*SET TASK*.
Which lines of the listing below contain the word "background"? Report each of those lines in full, treating case as significant.

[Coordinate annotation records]

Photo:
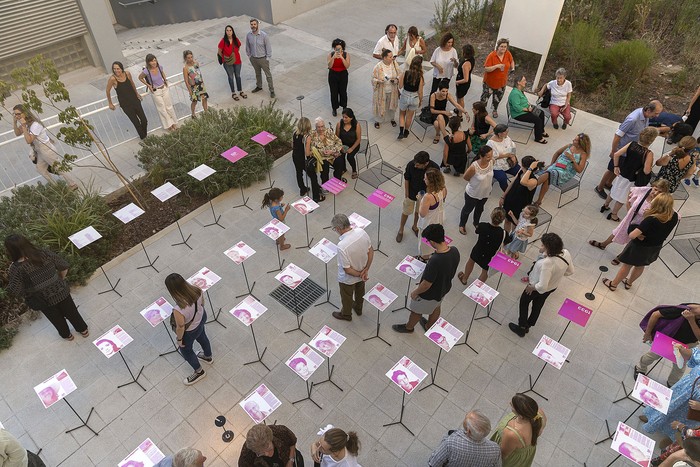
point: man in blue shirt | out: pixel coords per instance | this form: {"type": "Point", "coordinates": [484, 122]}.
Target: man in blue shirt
{"type": "Point", "coordinates": [627, 132]}
{"type": "Point", "coordinates": [259, 51]}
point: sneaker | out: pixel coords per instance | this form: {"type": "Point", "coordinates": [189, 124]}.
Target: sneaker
{"type": "Point", "coordinates": [205, 359]}
{"type": "Point", "coordinates": [194, 377]}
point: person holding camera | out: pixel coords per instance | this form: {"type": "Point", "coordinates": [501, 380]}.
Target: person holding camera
{"type": "Point", "coordinates": [338, 64]}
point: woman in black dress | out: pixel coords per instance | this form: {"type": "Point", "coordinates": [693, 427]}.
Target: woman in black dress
{"type": "Point", "coordinates": [491, 236]}
{"type": "Point", "coordinates": [519, 193]}
{"type": "Point", "coordinates": [128, 97]}
{"type": "Point", "coordinates": [457, 146]}
{"type": "Point", "coordinates": [646, 241]}
{"type": "Point", "coordinates": [350, 133]}
{"type": "Point", "coordinates": [39, 277]}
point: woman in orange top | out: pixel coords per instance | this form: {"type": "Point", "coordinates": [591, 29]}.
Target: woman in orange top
{"type": "Point", "coordinates": [496, 68]}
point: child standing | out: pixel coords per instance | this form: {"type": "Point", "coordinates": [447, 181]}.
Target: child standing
{"type": "Point", "coordinates": [491, 236]}
{"type": "Point", "coordinates": [278, 210]}
{"type": "Point", "coordinates": [524, 229]}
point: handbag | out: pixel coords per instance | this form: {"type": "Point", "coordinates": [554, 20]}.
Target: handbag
{"type": "Point", "coordinates": [173, 324]}
{"type": "Point", "coordinates": [631, 227]}
{"type": "Point", "coordinates": [693, 414]}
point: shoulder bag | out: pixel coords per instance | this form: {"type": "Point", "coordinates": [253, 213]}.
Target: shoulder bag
{"type": "Point", "coordinates": [631, 227]}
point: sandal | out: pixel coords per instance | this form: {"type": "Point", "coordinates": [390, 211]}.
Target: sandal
{"type": "Point", "coordinates": [461, 278]}
{"type": "Point", "coordinates": [596, 244]}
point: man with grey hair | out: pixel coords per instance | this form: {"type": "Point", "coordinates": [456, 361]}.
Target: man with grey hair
{"type": "Point", "coordinates": [355, 255]}
{"type": "Point", "coordinates": [185, 457]}
{"type": "Point", "coordinates": [468, 447]}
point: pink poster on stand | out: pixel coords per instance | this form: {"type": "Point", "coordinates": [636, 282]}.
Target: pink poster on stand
{"type": "Point", "coordinates": [264, 138]}
{"type": "Point", "coordinates": [380, 198]}
{"type": "Point", "coordinates": [663, 345]}
{"type": "Point", "coordinates": [505, 264]}
{"type": "Point", "coordinates": [572, 311]}
{"type": "Point", "coordinates": [234, 154]}
{"type": "Point", "coordinates": [334, 185]}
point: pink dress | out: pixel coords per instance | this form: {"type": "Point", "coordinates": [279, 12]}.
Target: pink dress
{"type": "Point", "coordinates": [636, 196]}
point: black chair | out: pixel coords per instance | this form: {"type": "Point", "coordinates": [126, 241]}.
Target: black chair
{"type": "Point", "coordinates": [379, 173]}
{"type": "Point", "coordinates": [688, 248]}
{"type": "Point", "coordinates": [574, 183]}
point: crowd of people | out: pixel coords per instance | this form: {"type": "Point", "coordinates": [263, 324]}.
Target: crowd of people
{"type": "Point", "coordinates": [482, 154]}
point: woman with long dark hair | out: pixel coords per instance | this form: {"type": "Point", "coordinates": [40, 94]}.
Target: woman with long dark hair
{"type": "Point", "coordinates": [190, 318]}
{"type": "Point", "coordinates": [128, 97]}
{"type": "Point", "coordinates": [154, 78]}
{"type": "Point", "coordinates": [350, 134]}
{"type": "Point", "coordinates": [229, 53]}
{"type": "Point", "coordinates": [39, 277]}
{"type": "Point", "coordinates": [43, 152]}
{"type": "Point", "coordinates": [338, 64]}
{"type": "Point", "coordinates": [411, 82]}
{"type": "Point", "coordinates": [518, 431]}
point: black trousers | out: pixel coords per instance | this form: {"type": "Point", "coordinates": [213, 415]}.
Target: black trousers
{"type": "Point", "coordinates": [338, 82]}
{"type": "Point", "coordinates": [62, 311]}
{"type": "Point", "coordinates": [529, 117]}
{"type": "Point", "coordinates": [537, 299]}
{"type": "Point", "coordinates": [138, 119]}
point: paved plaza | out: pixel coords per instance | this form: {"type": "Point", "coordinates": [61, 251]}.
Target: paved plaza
{"type": "Point", "coordinates": [580, 395]}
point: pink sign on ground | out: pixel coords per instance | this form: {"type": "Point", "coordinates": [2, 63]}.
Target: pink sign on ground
{"type": "Point", "coordinates": [380, 198]}
{"type": "Point", "coordinates": [505, 264]}
{"type": "Point", "coordinates": [334, 185]}
{"type": "Point", "coordinates": [663, 345]}
{"type": "Point", "coordinates": [572, 311]}
{"type": "Point", "coordinates": [264, 138]}
{"type": "Point", "coordinates": [234, 154]}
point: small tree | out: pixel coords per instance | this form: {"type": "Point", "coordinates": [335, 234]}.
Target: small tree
{"type": "Point", "coordinates": [76, 131]}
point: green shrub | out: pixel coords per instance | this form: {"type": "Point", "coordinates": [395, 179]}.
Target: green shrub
{"type": "Point", "coordinates": [48, 214]}
{"type": "Point", "coordinates": [201, 141]}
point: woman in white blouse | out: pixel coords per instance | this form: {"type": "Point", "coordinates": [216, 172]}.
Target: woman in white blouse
{"type": "Point", "coordinates": [560, 103]}
{"type": "Point", "coordinates": [444, 60]}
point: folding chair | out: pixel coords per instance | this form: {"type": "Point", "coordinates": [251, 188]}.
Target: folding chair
{"type": "Point", "coordinates": [574, 183]}
{"type": "Point", "coordinates": [379, 173]}
{"type": "Point", "coordinates": [687, 248]}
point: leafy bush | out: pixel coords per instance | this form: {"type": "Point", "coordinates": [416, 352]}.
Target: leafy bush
{"type": "Point", "coordinates": [48, 214]}
{"type": "Point", "coordinates": [201, 141]}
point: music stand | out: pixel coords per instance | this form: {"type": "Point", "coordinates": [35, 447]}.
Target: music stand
{"type": "Point", "coordinates": [164, 193]}
{"type": "Point", "coordinates": [205, 279]}
{"type": "Point", "coordinates": [411, 268]}
{"type": "Point", "coordinates": [239, 253]}
{"type": "Point", "coordinates": [381, 199]}
{"type": "Point", "coordinates": [263, 139]}
{"type": "Point", "coordinates": [200, 173]}
{"type": "Point", "coordinates": [325, 250]}
{"type": "Point", "coordinates": [379, 297]}
{"type": "Point", "coordinates": [247, 311]}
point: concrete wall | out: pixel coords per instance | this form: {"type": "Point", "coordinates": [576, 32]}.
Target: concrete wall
{"type": "Point", "coordinates": [282, 10]}
{"type": "Point", "coordinates": [178, 11]}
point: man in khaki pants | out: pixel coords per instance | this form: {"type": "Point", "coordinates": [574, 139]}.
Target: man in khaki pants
{"type": "Point", "coordinates": [259, 51]}
{"type": "Point", "coordinates": [355, 256]}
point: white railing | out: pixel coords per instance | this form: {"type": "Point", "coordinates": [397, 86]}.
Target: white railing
{"type": "Point", "coordinates": [113, 128]}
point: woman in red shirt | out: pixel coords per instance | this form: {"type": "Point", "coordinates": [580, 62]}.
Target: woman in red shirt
{"type": "Point", "coordinates": [338, 64]}
{"type": "Point", "coordinates": [230, 58]}
{"type": "Point", "coordinates": [496, 68]}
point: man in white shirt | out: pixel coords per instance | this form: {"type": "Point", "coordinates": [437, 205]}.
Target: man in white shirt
{"type": "Point", "coordinates": [355, 256]}
{"type": "Point", "coordinates": [387, 41]}
{"type": "Point", "coordinates": [550, 268]}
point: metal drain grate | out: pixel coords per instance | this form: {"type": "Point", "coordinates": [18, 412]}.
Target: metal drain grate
{"type": "Point", "coordinates": [364, 45]}
{"type": "Point", "coordinates": [301, 299]}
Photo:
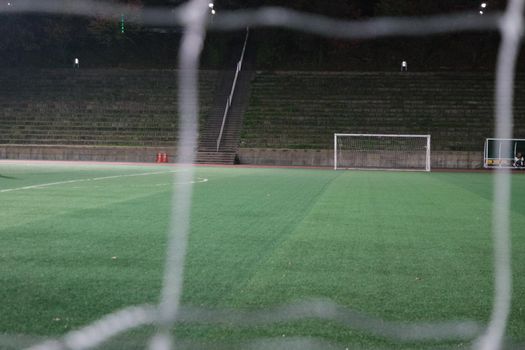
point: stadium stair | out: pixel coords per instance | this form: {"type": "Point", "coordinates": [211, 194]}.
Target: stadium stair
{"type": "Point", "coordinates": [207, 150]}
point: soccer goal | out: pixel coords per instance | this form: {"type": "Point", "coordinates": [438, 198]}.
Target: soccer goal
{"type": "Point", "coordinates": [500, 153]}
{"type": "Point", "coordinates": [380, 151]}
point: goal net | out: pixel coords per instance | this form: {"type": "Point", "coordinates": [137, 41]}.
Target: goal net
{"type": "Point", "coordinates": [380, 151]}
{"type": "Point", "coordinates": [500, 153]}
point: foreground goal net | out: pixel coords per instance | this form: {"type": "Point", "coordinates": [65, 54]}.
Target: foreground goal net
{"type": "Point", "coordinates": [380, 151]}
{"type": "Point", "coordinates": [193, 17]}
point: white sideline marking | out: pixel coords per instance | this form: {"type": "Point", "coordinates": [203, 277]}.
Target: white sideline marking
{"type": "Point", "coordinates": [88, 179]}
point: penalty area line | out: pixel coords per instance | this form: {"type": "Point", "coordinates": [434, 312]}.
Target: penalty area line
{"type": "Point", "coordinates": [66, 182]}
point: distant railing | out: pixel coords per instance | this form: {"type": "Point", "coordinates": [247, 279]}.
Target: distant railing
{"type": "Point", "coordinates": [232, 91]}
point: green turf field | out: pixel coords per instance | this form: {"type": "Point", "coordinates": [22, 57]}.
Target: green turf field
{"type": "Point", "coordinates": [80, 241]}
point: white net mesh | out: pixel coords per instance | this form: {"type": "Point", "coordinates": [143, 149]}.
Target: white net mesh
{"type": "Point", "coordinates": [192, 16]}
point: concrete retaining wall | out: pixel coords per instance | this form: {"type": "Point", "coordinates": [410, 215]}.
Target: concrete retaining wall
{"type": "Point", "coordinates": [254, 156]}
{"type": "Point", "coordinates": [84, 153]}
{"type": "Point", "coordinates": [307, 157]}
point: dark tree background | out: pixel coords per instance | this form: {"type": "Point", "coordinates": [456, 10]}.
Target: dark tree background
{"type": "Point", "coordinates": [53, 41]}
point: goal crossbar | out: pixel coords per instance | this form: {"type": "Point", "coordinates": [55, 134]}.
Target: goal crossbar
{"type": "Point", "coordinates": [382, 151]}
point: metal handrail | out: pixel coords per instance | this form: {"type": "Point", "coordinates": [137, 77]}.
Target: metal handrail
{"type": "Point", "coordinates": [232, 91]}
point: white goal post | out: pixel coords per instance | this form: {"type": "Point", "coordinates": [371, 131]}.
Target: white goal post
{"type": "Point", "coordinates": [500, 153]}
{"type": "Point", "coordinates": [382, 152]}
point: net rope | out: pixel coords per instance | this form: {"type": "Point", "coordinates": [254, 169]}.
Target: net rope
{"type": "Point", "coordinates": [193, 17]}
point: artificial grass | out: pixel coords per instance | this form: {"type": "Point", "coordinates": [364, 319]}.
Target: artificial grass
{"type": "Point", "coordinates": [410, 247]}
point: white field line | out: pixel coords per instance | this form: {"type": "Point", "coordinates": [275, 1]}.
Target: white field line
{"type": "Point", "coordinates": [89, 179]}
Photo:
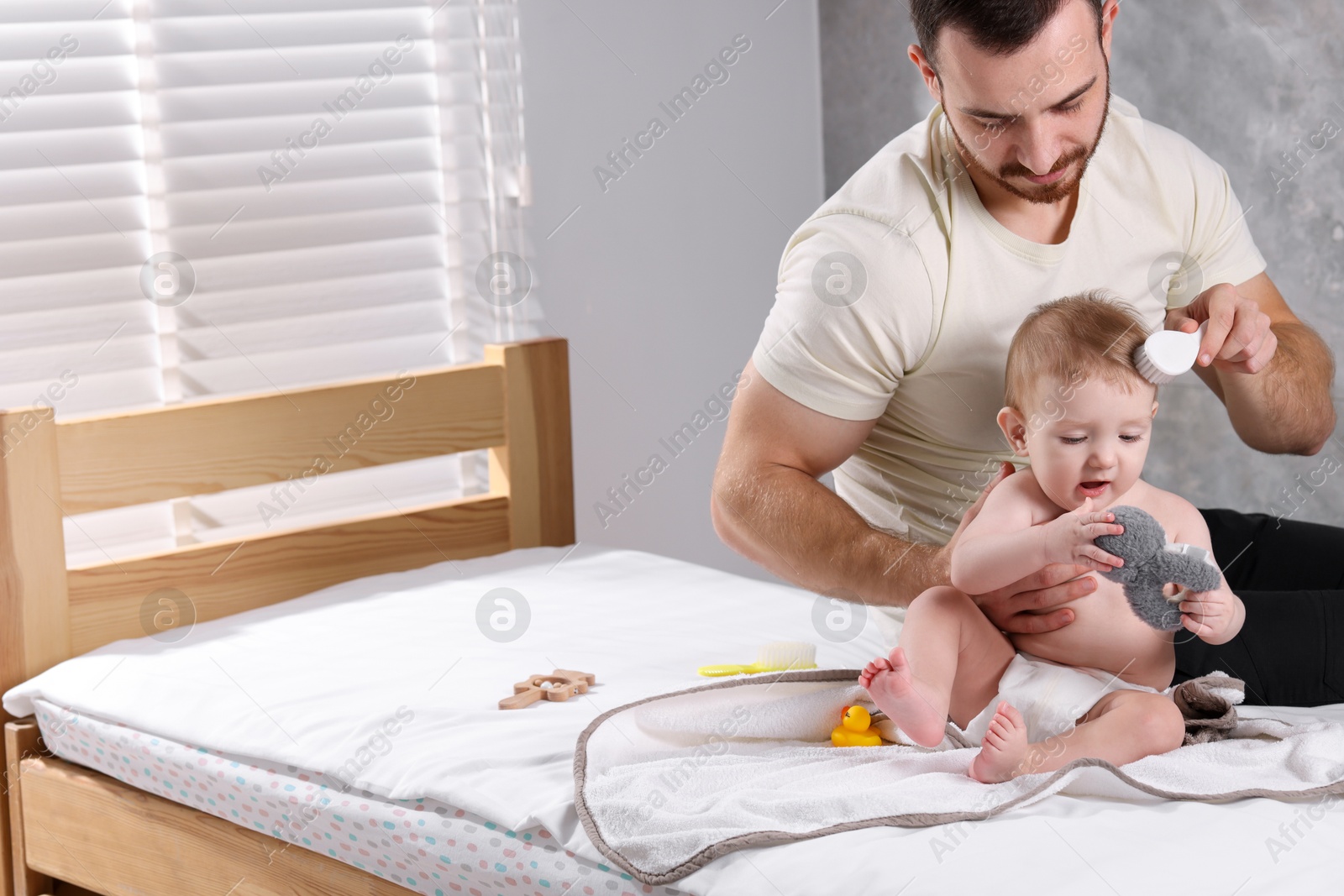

*OUTPUT BELOW*.
point: dark tree background | out: pixel coords per instance | this form: {"type": "Point", "coordinates": [456, 10]}.
Target: dark tree background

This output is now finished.